**WHAT IS REQUIRED**
Each line of the records below needs repeating exactly. Skip the pictures.

# # # # # # #

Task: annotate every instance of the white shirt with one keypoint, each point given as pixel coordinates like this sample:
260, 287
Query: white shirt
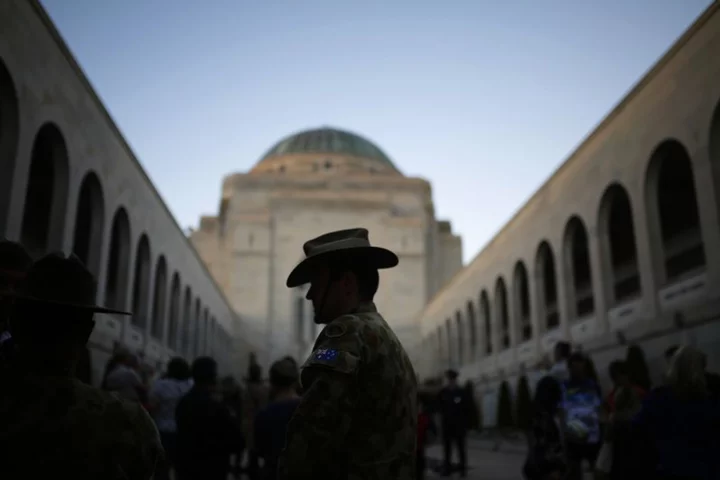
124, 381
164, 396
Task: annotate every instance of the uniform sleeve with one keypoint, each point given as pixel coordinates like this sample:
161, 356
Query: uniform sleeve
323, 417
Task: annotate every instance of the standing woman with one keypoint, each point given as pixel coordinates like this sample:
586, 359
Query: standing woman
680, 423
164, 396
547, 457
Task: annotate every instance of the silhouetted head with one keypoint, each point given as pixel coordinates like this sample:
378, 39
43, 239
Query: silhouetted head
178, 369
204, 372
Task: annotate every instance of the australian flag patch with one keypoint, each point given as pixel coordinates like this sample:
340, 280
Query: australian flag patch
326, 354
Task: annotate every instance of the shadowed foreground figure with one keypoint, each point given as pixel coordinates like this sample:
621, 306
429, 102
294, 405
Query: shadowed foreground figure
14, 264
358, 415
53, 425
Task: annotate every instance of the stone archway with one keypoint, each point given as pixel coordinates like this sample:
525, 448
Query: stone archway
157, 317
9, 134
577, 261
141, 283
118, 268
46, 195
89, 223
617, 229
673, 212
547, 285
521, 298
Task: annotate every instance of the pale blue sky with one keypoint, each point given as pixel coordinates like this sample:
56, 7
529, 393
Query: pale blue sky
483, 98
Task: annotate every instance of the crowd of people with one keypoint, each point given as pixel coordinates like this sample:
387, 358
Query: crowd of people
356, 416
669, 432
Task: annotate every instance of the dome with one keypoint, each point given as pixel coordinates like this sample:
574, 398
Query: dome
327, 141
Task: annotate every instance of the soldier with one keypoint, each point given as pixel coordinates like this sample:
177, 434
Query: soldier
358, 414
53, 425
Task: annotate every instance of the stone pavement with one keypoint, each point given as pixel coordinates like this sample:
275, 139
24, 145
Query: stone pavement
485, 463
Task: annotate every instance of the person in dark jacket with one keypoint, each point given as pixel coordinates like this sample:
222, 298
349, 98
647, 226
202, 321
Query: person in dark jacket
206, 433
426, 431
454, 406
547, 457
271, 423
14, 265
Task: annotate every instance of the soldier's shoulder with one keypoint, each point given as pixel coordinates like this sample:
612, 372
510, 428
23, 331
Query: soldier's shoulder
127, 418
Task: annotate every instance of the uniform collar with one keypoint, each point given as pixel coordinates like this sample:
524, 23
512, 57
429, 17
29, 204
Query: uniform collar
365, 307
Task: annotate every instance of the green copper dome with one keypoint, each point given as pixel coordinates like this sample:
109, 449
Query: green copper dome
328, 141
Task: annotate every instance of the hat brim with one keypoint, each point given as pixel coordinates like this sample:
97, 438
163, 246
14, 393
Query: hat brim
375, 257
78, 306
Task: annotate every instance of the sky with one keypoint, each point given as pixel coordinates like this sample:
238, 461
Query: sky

# # # # # # #

**OUTPUT OF THE EXERCISE**
Task: annotate every instance of the white shirt with one keypoint, each point given as pixel coordinates like this sample:
260, 287
Query: white shirt
124, 381
164, 396
Task: annotate every instance of the uniform sleeve with one keypoint, each point given as pixel coordinates like this sample:
161, 356
Query: uniform sleeve
323, 417
Task: annotate every instance of the standing woman with one keypoint, each point given as pixel coordinates like this sample:
586, 359
Query: standing woman
680, 423
164, 396
547, 457
Task: annotate every instance of the silhouetted head with one keypoint, each point given as pixel coordinates like this sample:
378, 39
43, 239
Query: silhouetted head
178, 369
204, 372
Task: annotate every instance of the australian flag patch with one keypoint, each point given as pixel coordinates like this sample:
340, 280
Query: australian flag patch
326, 354
Task: annotate every instance of the shadowed foreground figure with one keypoint, each point given as pixel coordinates like this sample:
621, 306
429, 102
294, 405
Query: shadowed foreground figure
14, 264
358, 415
53, 425
Task: annotate every instance of the stone archway with one keypoint, each point given as pixel coordinates like this sample:
525, 448
Query: stone archway
157, 317
9, 134
577, 261
141, 283
118, 268
46, 195
89, 223
617, 229
673, 212
547, 285
521, 298
Task: annotate every instance of the pale blue sky with one keypoint, each point given as pixel coordinates like this sample:
56, 7
529, 393
Query: pale blue sky
483, 98
Task: annotate every instance of the crowd of people with one keypoint, each point given as pixel coordinates like this sample:
387, 358
Query: crowd of people
356, 416
669, 432
Task: annotate every instance of the dome with one keypoint, each point given as pixel coordinates like this sample:
574, 398
Query: dome
327, 141
Task: annotate every instance of the soldier with one keypoint, each point given as pixel coordinates like this sample:
177, 434
Query: soldier
358, 414
53, 425
Task: annotate every instance of the stone pavement with one keypoint, each point given as pixel coordinates like this sample:
275, 139
24, 145
Query: stone pavement
485, 463
Task: annotate every instance of the person in dark jacket with one keypoint, each point given as pixel coordinates like this sample:
222, 298
349, 98
647, 226
202, 321
Query: person in dark jacket
206, 433
426, 431
454, 406
547, 457
271, 423
14, 265
Task: annotate every instance of the soldier's shoulder with one keypoint, each point given as pixel coordinates like this sample:
612, 372
510, 428
23, 331
Query: soldier's shoulder
127, 418
Task: annotate every instance of the uniform collar with one keypoint, each point given as pixel coordinates like this sample:
524, 23
512, 57
429, 17
29, 204
Query: uniform collar
365, 307
Task: annotate every instance of the green copper dome with one keypoint, each point given as pixel coordinates like this sample:
109, 449
Query: green copper dome
328, 141
Task: annotate every instance of the hat brim with one keypoint, each point given as pixel coordinates like this sample:
97, 438
163, 246
14, 393
Query: hat brim
375, 257
78, 306
Task: annotate every instance of the sky with one keypoint, each point given as pixel coordinates like this sample:
238, 461
Query: sky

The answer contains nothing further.